— Start of Supplied data —

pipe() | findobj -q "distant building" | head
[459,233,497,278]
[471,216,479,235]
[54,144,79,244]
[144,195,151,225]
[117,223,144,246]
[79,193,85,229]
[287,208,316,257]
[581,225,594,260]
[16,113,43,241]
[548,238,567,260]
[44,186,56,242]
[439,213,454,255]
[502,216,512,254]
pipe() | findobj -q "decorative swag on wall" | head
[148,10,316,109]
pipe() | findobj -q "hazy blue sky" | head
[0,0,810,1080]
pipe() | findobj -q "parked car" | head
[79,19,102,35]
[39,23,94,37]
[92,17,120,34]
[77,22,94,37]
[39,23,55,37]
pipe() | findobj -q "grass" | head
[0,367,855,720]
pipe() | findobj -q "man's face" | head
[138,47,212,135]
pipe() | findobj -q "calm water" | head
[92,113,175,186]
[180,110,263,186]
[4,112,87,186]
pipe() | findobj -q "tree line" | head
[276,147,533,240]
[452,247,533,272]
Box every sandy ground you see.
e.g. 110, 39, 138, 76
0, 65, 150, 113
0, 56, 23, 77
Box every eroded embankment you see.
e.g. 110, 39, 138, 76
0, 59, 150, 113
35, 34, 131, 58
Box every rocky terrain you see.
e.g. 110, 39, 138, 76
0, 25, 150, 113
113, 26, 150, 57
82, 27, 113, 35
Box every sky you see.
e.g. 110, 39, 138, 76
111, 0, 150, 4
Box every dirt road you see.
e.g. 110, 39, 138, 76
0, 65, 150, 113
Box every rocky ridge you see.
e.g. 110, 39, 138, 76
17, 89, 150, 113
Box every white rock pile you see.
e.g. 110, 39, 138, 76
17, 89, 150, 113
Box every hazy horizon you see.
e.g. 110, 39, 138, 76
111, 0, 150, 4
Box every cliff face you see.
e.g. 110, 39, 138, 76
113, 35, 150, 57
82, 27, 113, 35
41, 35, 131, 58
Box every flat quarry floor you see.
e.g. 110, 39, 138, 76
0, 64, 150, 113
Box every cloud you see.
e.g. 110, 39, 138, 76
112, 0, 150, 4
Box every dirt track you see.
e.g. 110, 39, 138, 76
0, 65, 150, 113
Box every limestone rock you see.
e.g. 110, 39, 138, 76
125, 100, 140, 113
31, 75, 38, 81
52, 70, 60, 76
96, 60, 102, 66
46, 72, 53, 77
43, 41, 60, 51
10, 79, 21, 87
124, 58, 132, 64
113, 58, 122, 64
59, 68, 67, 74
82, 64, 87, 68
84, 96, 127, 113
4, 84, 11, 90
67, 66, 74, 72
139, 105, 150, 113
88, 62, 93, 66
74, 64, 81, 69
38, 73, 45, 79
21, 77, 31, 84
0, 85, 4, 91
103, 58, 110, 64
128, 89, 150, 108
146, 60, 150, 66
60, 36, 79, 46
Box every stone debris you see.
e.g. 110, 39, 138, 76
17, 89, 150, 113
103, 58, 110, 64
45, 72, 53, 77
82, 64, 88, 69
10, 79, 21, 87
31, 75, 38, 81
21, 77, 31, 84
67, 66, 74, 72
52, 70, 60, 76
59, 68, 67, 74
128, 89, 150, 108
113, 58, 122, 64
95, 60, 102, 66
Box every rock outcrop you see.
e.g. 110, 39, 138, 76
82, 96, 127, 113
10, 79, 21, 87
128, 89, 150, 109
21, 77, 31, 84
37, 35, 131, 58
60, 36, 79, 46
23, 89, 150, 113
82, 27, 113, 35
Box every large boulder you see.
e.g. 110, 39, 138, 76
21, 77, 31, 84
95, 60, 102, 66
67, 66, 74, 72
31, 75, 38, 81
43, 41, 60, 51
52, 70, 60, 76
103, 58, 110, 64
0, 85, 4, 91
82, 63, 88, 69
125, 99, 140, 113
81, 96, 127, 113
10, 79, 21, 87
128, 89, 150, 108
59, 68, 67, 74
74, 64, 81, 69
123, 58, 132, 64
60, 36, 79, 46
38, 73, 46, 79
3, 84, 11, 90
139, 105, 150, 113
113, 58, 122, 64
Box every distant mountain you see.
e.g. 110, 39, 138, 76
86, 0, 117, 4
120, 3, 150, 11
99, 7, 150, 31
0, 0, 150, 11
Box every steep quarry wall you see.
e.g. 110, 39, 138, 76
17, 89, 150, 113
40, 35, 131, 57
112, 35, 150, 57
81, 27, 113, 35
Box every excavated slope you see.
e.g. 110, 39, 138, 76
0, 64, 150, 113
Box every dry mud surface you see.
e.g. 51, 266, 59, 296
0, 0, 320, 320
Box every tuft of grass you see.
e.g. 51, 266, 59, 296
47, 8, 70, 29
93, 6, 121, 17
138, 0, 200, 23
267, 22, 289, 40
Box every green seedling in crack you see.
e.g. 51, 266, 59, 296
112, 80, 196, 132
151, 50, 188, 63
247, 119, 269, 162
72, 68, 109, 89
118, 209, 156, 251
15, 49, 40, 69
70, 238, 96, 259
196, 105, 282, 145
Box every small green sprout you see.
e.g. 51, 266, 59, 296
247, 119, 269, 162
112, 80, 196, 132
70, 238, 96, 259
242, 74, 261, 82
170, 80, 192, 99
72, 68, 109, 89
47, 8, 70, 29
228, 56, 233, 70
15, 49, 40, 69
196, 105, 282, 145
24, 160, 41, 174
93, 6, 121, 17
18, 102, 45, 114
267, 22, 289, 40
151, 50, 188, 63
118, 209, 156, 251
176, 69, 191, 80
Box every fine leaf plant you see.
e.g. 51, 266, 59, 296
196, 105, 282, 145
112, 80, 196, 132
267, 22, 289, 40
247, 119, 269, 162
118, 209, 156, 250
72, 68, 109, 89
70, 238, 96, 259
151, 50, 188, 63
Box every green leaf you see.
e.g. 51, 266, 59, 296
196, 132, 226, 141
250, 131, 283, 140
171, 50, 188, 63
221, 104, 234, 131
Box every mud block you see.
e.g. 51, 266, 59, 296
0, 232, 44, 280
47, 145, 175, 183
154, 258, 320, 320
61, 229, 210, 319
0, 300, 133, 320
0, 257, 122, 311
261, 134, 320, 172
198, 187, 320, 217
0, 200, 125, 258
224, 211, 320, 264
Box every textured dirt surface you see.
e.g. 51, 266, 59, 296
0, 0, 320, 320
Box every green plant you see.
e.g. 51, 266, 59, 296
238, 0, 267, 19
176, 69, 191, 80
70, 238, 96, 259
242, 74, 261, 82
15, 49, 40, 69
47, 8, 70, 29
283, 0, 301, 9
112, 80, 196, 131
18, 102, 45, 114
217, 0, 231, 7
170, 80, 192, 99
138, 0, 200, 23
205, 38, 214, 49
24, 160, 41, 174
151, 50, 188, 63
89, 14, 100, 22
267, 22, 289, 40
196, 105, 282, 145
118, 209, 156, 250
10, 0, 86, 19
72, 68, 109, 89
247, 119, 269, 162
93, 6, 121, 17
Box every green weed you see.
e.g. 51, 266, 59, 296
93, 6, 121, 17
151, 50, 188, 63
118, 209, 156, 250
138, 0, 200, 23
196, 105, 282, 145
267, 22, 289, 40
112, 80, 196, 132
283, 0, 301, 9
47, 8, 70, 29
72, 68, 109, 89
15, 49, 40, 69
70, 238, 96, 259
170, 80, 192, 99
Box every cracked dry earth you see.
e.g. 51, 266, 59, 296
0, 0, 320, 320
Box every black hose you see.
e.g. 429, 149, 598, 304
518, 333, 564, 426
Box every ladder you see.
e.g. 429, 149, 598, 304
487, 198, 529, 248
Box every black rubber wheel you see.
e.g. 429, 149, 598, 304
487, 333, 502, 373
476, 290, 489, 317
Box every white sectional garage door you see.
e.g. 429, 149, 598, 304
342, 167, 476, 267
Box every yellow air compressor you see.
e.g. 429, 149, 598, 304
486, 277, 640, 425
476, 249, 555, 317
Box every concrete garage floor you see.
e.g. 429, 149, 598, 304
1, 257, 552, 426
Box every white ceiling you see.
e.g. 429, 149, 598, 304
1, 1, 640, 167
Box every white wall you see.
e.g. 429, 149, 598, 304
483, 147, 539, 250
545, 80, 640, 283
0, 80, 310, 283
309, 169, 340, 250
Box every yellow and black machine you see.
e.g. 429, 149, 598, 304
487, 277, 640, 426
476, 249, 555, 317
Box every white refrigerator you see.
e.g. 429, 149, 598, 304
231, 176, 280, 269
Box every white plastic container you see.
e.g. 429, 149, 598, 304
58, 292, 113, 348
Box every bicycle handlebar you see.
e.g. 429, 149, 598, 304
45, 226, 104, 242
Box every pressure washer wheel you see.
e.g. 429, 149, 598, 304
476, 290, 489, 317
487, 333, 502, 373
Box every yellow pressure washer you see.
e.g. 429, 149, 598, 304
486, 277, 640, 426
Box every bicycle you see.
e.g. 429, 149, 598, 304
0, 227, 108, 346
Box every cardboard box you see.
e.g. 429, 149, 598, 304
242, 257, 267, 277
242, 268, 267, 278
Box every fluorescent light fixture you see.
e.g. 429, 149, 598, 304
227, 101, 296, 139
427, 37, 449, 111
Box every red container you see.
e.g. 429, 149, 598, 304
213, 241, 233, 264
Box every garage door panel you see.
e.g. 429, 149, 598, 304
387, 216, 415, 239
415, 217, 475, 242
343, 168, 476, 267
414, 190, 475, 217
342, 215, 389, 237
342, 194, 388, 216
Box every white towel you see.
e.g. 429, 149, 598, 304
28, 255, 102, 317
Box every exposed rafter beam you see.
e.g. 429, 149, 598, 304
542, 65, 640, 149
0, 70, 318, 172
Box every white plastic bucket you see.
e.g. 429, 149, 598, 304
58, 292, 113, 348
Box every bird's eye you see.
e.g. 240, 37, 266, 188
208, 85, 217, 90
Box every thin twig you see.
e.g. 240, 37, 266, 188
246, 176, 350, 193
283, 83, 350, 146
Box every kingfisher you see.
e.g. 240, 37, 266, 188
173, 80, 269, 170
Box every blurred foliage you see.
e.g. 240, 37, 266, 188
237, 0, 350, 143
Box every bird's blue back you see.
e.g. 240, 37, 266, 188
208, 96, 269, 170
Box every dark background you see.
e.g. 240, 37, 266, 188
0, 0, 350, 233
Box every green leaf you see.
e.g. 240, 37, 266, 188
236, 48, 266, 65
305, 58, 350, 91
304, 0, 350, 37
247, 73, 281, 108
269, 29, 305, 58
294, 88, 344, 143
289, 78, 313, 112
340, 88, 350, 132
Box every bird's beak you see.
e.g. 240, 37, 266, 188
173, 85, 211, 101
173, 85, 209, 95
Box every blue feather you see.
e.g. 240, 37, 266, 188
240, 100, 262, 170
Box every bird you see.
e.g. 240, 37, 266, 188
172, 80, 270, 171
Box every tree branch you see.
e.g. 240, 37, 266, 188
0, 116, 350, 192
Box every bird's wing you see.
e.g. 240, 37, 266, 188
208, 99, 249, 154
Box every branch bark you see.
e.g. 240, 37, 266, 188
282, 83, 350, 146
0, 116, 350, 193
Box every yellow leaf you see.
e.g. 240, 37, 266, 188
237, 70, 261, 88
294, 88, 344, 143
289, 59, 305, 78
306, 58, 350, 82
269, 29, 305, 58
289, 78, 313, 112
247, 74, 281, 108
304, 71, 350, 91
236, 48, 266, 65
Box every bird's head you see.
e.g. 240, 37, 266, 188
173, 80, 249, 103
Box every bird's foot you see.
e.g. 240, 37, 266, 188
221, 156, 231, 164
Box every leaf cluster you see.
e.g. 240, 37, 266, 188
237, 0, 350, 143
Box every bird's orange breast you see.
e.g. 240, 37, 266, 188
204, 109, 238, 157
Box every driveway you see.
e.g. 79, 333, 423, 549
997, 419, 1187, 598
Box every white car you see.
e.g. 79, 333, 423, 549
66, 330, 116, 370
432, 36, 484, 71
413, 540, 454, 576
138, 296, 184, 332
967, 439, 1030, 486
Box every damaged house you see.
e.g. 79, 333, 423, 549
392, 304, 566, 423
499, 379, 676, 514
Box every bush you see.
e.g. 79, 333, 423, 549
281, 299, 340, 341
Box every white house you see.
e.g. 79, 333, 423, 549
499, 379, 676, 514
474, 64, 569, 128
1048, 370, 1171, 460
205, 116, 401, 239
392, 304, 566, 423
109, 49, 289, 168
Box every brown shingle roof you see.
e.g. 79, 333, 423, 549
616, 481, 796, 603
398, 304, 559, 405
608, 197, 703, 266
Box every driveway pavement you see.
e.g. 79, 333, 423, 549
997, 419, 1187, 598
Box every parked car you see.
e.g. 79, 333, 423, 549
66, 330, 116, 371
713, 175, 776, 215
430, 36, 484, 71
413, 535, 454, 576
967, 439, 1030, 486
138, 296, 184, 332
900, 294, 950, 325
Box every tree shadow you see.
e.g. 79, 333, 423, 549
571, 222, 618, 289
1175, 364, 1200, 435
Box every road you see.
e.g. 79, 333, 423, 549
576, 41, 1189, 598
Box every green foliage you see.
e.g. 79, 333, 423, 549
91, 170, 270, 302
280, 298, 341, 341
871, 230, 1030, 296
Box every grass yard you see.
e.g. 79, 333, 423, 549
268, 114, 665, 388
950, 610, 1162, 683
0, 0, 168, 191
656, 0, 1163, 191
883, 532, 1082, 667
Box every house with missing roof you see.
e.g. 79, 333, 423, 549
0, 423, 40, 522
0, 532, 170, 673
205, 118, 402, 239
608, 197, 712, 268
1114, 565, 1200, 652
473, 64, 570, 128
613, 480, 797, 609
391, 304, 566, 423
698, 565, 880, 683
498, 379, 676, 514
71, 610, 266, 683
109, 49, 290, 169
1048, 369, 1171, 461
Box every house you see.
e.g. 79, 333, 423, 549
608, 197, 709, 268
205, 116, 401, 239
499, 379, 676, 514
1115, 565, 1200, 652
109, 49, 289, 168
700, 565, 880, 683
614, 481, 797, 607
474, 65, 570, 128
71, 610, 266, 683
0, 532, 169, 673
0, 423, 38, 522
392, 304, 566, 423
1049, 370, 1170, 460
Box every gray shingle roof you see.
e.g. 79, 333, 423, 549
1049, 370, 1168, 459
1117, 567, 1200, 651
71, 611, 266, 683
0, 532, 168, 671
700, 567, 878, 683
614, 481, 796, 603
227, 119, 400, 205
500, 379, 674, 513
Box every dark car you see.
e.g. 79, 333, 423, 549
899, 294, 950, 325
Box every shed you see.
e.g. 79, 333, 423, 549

— End of Supplied data —

Lay out the listing as a Markdown table with the columns Row and Line, from the line with "Box every gray shingle roof you see." up to and including the last line of the listing. Number the rows and leave out any blank lines.

| Row | Line |
|---|---|
| 1 | Box every gray shingle roof you see. |
| 2 | e.g. 79, 333, 423, 549 |
| 3 | 1049, 370, 1168, 459 |
| 4 | 1117, 567, 1200, 651 |
| 5 | 71, 611, 266, 683 |
| 6 | 0, 532, 168, 671 |
| 7 | 700, 567, 878, 683 |
| 8 | 614, 481, 796, 603 |
| 9 | 227, 119, 400, 205 |
| 10 | 500, 379, 674, 513 |
| 11 | Box every dark car you see. |
| 12 | e.g. 79, 333, 423, 549 |
| 13 | 899, 294, 950, 325 |
| 14 | Box every shed you see. |
| 15 | e.g. 79, 333, 423, 549 |